- **연습 문제**: 아래 목록에서 "For every <instance>, deliver" 부분이 있는 줄부터 "positive clicks: (110, 69)" 부분이 있는 줄까지(양 끝 줄 포함) "approximate" 단어를 "loose" 단어로 고쳐 다시 써 주세요. 나머지는 모두 그대로 둡니다.

┌─ 제공 자료

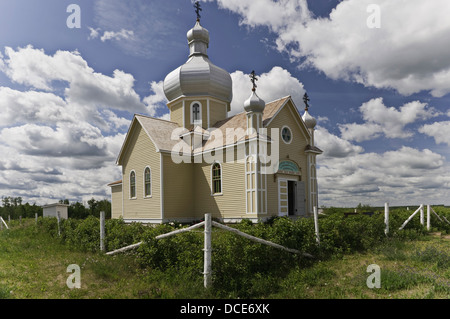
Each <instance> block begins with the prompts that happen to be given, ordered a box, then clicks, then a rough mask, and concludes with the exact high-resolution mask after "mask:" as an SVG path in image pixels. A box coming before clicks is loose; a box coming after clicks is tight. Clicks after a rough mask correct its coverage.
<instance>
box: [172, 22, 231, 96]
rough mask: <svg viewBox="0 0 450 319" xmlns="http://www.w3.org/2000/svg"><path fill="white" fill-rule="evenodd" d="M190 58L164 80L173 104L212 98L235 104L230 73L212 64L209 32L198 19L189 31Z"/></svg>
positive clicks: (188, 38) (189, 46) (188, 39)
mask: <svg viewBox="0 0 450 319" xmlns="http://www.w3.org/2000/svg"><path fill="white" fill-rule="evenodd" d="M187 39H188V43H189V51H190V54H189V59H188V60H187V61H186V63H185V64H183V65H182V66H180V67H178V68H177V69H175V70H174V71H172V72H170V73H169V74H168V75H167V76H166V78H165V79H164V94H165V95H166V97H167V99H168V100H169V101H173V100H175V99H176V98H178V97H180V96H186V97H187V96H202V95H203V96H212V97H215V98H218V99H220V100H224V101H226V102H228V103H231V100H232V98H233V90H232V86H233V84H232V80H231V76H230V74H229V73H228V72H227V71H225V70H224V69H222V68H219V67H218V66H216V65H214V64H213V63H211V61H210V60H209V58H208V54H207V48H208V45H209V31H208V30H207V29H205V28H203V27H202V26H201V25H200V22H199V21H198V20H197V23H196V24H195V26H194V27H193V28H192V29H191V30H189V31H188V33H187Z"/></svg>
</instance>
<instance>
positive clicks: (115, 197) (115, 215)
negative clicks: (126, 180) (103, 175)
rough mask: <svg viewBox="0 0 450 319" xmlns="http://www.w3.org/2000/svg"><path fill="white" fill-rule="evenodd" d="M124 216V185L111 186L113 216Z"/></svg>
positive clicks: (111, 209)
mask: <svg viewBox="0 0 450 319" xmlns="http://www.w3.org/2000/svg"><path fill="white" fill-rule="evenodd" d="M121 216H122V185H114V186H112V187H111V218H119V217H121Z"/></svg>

└─
┌─ 제공 자료

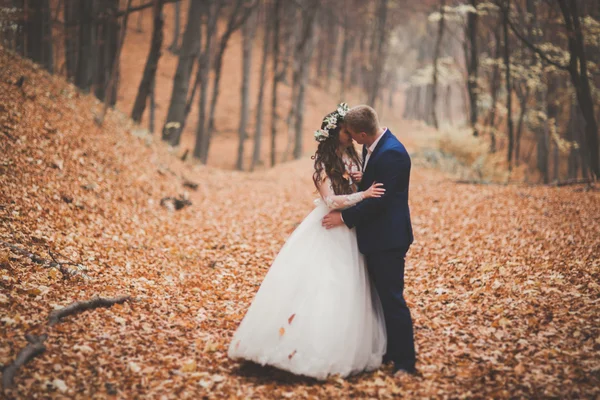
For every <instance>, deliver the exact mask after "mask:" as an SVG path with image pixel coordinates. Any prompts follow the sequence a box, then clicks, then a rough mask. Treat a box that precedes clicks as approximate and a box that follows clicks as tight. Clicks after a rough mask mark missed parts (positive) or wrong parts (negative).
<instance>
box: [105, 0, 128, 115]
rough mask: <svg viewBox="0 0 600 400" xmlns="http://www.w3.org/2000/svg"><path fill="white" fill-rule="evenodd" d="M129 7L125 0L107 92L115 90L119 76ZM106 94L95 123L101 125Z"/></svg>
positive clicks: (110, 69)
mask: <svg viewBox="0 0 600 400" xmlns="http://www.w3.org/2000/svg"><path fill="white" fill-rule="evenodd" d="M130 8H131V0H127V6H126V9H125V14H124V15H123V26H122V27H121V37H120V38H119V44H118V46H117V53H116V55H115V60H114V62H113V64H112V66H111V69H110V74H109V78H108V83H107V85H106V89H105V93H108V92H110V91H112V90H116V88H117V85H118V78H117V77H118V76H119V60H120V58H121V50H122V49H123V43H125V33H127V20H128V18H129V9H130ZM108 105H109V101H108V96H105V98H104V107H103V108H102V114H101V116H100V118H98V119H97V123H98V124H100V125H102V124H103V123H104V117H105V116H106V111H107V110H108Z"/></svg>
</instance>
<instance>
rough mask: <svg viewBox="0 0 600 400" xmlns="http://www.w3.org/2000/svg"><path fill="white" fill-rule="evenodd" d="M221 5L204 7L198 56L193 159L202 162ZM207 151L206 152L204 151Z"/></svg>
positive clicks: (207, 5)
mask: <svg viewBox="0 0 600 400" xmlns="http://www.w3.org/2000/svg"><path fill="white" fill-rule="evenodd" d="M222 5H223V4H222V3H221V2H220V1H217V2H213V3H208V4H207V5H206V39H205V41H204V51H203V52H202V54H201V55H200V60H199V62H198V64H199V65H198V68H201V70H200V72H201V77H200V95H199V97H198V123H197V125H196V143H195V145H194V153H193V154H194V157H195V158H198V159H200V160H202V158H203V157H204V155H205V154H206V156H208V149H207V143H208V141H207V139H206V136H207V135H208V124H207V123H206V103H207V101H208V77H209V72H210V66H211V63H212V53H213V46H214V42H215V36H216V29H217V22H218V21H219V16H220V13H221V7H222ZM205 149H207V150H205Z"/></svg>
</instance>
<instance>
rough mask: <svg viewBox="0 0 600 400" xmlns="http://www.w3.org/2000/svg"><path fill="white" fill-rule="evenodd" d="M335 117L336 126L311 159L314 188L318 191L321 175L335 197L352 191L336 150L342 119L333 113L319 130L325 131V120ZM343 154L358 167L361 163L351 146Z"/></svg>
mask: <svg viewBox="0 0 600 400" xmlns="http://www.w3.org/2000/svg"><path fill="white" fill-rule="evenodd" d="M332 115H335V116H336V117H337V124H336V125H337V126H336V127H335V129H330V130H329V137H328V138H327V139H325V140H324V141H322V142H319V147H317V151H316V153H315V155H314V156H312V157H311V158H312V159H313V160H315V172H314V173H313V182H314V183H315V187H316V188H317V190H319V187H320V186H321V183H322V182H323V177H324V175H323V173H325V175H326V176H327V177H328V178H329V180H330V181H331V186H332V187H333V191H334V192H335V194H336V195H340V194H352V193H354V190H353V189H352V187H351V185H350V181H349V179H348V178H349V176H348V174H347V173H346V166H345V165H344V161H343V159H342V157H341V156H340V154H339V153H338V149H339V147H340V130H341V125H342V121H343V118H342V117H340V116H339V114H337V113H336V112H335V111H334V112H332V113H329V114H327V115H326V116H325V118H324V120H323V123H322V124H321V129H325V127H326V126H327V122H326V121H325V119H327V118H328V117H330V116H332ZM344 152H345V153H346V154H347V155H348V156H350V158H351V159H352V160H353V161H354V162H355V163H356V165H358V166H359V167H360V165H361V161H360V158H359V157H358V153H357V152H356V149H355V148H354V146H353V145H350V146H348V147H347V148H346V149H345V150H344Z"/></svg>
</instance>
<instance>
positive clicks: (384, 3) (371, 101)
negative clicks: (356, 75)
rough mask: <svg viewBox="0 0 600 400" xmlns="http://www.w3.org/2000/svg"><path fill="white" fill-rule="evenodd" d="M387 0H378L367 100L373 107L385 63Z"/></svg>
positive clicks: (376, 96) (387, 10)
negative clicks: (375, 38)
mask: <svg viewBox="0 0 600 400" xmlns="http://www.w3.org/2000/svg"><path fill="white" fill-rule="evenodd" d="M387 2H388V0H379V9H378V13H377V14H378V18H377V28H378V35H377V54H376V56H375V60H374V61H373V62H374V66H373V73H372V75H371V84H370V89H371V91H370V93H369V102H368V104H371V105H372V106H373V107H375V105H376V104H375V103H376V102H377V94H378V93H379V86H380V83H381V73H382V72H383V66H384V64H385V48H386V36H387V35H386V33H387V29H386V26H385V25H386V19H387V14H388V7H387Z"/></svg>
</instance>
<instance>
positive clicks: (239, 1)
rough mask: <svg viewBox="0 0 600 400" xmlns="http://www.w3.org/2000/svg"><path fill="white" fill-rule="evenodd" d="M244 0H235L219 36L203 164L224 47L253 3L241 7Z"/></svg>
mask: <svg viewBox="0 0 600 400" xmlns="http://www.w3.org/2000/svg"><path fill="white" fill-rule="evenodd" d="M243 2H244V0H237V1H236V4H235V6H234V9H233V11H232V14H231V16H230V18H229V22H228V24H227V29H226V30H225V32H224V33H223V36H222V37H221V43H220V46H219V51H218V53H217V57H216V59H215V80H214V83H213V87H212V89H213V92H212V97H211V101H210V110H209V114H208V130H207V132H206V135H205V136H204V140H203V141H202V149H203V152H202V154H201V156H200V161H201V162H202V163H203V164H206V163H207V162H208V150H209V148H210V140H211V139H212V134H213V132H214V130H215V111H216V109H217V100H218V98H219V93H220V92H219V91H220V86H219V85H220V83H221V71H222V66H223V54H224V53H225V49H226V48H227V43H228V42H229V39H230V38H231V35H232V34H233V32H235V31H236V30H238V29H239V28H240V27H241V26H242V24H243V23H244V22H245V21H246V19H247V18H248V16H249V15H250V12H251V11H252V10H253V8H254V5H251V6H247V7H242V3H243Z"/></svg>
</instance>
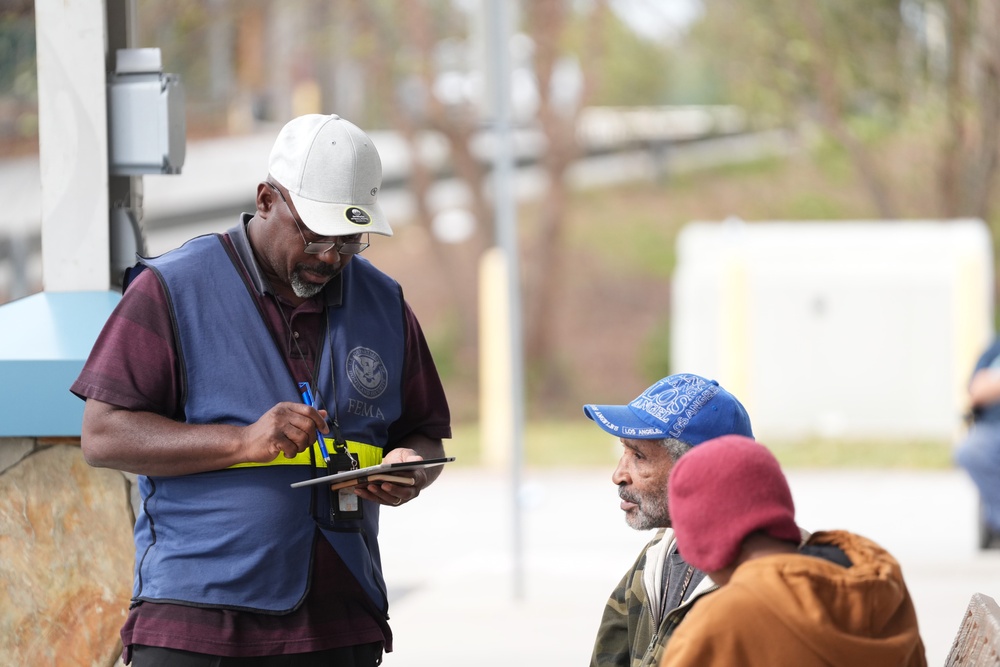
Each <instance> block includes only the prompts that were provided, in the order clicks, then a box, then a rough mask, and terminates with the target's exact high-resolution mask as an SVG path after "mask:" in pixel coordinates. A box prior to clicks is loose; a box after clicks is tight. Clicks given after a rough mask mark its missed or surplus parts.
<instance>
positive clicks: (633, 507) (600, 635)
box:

└─
┌─ 제공 자료

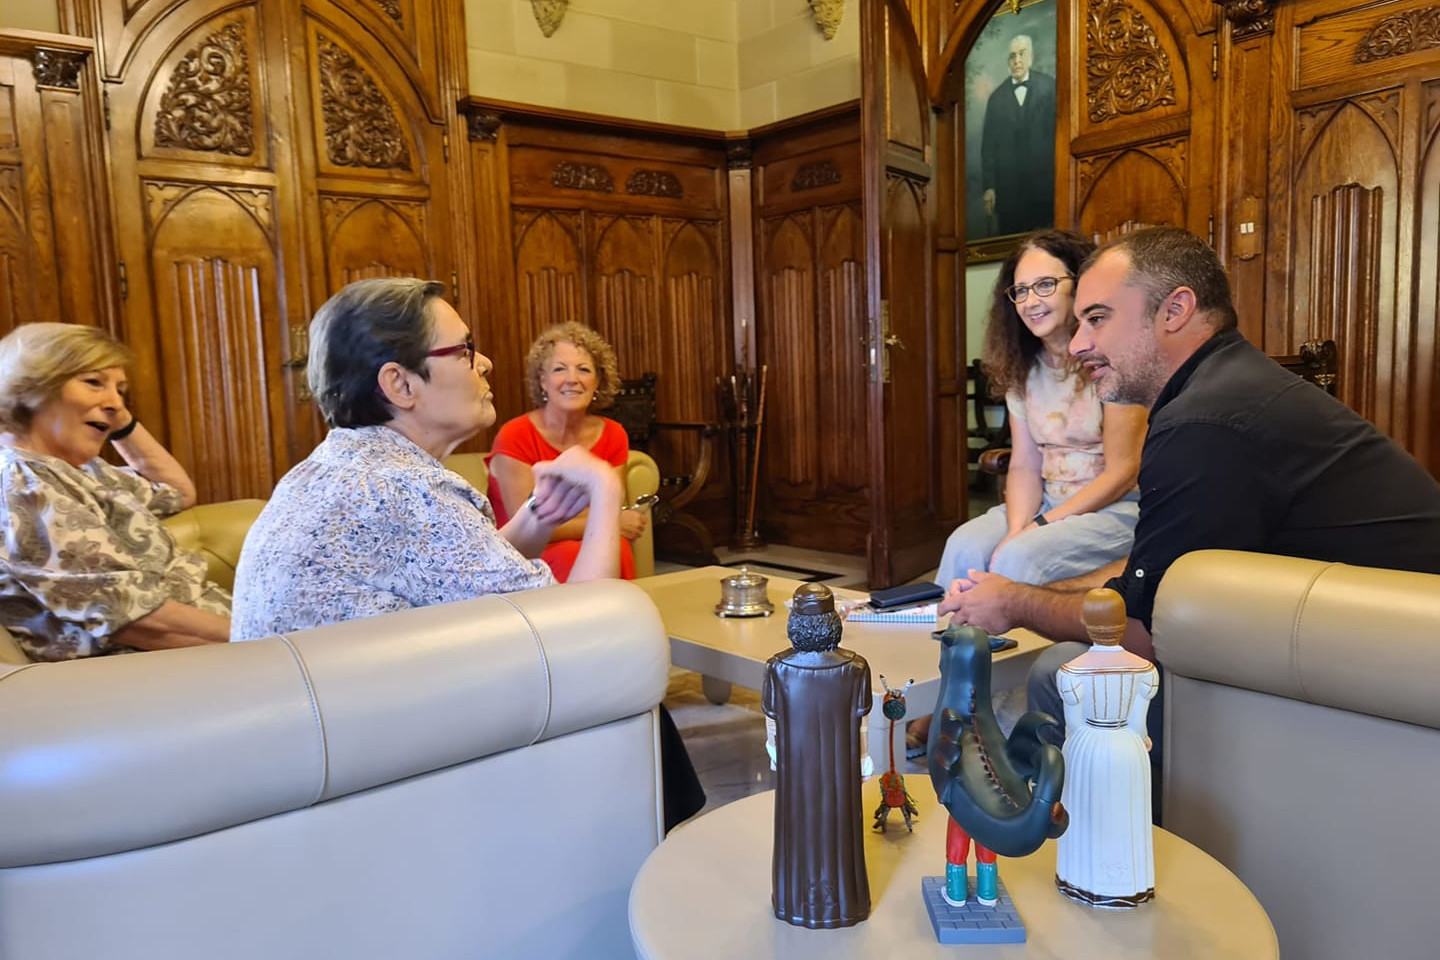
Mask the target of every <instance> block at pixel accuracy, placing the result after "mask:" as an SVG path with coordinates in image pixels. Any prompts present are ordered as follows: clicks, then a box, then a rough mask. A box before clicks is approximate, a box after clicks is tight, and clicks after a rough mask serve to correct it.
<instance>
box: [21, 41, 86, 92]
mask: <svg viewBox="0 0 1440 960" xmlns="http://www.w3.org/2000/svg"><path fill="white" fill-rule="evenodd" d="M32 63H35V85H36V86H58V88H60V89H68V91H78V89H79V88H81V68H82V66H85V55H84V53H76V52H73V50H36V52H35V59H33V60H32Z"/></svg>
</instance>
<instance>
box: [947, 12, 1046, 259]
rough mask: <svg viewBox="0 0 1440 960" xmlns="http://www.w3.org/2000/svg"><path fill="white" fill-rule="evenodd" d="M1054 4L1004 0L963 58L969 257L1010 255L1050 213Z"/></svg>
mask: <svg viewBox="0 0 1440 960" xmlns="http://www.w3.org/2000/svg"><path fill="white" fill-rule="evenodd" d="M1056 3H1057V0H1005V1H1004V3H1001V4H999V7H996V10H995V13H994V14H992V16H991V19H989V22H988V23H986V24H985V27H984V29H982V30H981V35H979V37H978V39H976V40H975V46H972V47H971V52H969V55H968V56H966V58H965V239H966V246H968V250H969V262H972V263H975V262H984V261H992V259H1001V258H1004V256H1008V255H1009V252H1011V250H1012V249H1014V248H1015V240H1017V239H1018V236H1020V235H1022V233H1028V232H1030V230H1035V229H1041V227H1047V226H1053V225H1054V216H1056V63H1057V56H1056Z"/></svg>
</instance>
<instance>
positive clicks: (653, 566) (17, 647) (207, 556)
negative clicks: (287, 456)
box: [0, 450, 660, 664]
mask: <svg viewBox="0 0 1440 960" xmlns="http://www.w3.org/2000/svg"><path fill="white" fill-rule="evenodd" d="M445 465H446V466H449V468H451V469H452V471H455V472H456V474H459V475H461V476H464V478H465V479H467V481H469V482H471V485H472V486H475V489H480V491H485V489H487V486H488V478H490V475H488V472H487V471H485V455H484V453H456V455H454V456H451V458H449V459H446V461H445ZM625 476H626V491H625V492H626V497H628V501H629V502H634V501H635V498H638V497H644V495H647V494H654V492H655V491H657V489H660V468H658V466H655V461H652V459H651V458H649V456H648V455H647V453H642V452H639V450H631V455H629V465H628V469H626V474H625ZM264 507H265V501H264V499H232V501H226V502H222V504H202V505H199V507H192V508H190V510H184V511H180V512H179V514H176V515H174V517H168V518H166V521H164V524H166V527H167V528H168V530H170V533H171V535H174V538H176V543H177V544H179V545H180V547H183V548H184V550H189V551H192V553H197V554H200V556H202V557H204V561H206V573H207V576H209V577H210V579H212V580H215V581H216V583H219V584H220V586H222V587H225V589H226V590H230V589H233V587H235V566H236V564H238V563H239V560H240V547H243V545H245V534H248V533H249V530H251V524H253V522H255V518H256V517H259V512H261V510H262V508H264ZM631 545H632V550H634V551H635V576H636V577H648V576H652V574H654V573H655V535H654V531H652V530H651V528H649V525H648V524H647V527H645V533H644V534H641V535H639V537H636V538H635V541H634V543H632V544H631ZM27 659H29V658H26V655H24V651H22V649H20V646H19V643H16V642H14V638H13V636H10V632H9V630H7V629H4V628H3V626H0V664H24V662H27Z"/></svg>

└─

- **내 풀이**:
For every <instance>, deliver the exact mask after "mask:" as an SVG path with image pixel coordinates. Any prompts follow the sequence a box, then clicks, then a rough mask. Treat a box that precedes clicks as loose and a box that follows clicks as tight. Clicks after a rough mask mark missed parts (positive) or wrong parts (negative).
<instance>
box: [105, 0, 128, 115]
rough mask: <svg viewBox="0 0 600 400" xmlns="http://www.w3.org/2000/svg"><path fill="white" fill-rule="evenodd" d="M129 7L125 0L107 92L115 90L119 76ZM106 94L95 123L101 125Z"/></svg>
positive clicks: (110, 69)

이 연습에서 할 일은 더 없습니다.